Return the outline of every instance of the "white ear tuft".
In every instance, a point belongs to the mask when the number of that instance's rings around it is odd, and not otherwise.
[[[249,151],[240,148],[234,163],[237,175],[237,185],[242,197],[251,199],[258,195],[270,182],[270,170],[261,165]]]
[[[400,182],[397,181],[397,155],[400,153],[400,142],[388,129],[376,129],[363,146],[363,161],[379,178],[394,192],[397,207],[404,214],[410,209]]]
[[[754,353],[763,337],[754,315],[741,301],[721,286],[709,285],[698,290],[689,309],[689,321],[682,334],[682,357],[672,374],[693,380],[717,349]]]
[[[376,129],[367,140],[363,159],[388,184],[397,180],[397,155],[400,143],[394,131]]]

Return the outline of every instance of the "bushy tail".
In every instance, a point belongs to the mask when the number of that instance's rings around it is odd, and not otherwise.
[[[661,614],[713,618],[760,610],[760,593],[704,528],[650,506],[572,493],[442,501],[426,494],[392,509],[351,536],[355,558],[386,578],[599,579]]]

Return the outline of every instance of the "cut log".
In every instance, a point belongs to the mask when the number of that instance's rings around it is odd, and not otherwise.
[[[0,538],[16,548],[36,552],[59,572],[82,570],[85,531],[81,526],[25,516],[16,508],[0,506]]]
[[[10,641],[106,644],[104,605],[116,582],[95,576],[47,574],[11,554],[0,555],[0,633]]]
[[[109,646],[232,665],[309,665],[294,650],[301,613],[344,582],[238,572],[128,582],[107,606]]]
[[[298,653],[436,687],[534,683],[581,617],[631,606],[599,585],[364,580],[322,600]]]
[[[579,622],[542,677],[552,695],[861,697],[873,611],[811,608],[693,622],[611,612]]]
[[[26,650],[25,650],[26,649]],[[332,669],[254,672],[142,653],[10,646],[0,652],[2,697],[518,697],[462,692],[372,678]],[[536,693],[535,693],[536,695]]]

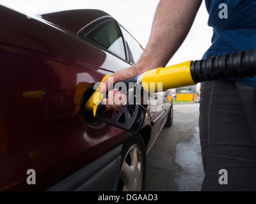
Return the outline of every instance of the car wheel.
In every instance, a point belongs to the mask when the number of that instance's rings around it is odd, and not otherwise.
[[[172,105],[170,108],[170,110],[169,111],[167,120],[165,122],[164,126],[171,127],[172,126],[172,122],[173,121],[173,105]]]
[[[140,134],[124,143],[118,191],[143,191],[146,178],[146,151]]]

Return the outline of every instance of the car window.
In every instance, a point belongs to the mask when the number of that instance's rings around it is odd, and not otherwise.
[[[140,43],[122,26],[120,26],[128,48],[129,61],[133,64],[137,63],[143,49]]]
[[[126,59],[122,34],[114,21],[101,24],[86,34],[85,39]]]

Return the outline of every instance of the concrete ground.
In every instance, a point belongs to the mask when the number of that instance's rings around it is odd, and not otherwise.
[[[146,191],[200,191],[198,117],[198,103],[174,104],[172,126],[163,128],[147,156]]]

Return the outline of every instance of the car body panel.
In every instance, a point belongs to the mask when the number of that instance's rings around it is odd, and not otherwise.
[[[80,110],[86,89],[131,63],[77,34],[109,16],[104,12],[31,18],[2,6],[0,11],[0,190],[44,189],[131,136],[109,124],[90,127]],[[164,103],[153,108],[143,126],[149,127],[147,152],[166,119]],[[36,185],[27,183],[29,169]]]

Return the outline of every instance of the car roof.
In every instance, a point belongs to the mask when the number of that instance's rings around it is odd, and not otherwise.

- **WHAT TO WORK ON**
Report each line above that contains the word "body". Match uppercase and lowercase exactly.

- **EXERCISE RESPONSE**
Return the outline of every instance of the car body panel.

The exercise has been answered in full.